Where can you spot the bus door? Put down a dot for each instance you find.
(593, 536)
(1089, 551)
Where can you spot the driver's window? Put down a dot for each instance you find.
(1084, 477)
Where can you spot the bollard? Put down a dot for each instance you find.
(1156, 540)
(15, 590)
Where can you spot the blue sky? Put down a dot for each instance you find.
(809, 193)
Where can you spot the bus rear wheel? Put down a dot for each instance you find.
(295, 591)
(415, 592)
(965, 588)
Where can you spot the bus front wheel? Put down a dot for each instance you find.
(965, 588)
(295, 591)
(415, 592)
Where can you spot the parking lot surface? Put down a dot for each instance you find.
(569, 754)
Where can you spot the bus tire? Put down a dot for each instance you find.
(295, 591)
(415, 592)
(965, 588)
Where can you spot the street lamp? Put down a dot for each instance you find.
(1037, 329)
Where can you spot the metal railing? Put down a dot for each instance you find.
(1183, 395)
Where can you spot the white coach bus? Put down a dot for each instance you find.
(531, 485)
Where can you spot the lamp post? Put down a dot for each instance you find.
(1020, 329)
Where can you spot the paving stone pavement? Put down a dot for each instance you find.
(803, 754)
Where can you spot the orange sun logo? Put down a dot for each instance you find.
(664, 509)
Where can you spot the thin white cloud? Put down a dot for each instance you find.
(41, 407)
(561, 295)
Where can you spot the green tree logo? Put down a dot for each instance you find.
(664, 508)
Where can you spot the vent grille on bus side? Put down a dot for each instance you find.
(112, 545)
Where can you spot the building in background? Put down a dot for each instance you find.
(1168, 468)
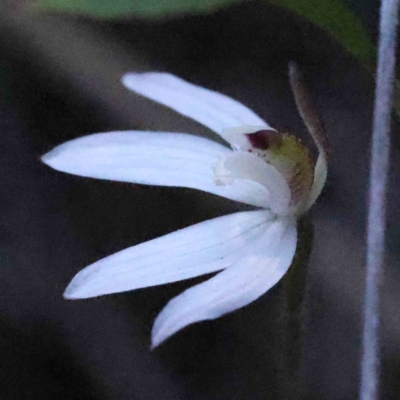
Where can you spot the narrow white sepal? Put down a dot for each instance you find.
(253, 275)
(199, 249)
(320, 174)
(152, 158)
(212, 109)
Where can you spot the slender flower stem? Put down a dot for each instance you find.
(376, 213)
(306, 108)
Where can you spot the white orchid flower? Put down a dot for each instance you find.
(253, 249)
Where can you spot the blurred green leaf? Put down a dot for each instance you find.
(123, 8)
(336, 18)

════

Do not include the images; transcribe the rest of the listing exactly.

## Reply to the exercise:
Where can you spot the bus door? Put down a dot for each instance you find.
(593, 536)
(1089, 551)
Where can you spot the driver's window? Put down a dot for each instance you find.
(1084, 477)
Where can you spot the bollard? Put down a dot for each instance you find.
(1156, 540)
(15, 590)
Where can you spot the blue sky? Put down a dot for each instance you find.
(809, 193)
Where can you spot the bus rear wheel? Put down a dot for each instance you find.
(295, 591)
(415, 592)
(965, 588)
Where can you spot the bus front wheel? Put down a dot for each instance you find.
(965, 588)
(295, 591)
(415, 592)
Where can you spot the parking lot surface? Put down a dot for each instance you find.
(569, 754)
Where can you spot the bus tire? Put down a dot for each instance you find.
(295, 591)
(415, 592)
(965, 588)
Where can you spot the street lamp? Put down a dot for each instance you find.
(1037, 329)
Where can you spot the metal railing? Put down a dot for each instance you find.
(1183, 395)
Where can you spot the white coach bus? Put down a dot for each instance you find.
(531, 485)
Where can you spot the lamp post? Put down a dot for each instance you find.
(1020, 329)
Where can you spot the paving stone pavement? Put down a dot for each instance you find.
(803, 754)
Where can you spot the orange sun logo? Put down a dot for each instance you find.
(664, 509)
Where can you spot the thin white cloud? Put down a dot for each instance you find.
(41, 407)
(561, 295)
Where can you spot the green tree logo? Put down a dot for each instance you find.
(664, 508)
Where can you spot the vent grille on bus side? Put down a dot for each instance you find.
(112, 545)
Where can you spot the building in background? Put down a dot for each instance you find.
(1168, 468)
Where can you spot the narrow white sepal? Put down a dot for each instance you find.
(253, 275)
(199, 249)
(320, 174)
(152, 158)
(212, 109)
Where can you spot the slender flower stem? Put down a dot for each instance you find.
(376, 213)
(306, 108)
Where can you spot the white orchid flower? Put down a dot for each instance you find.
(253, 249)
Where can you spot the blurred green leaf? Put down a dot for each instance you find.
(123, 8)
(336, 18)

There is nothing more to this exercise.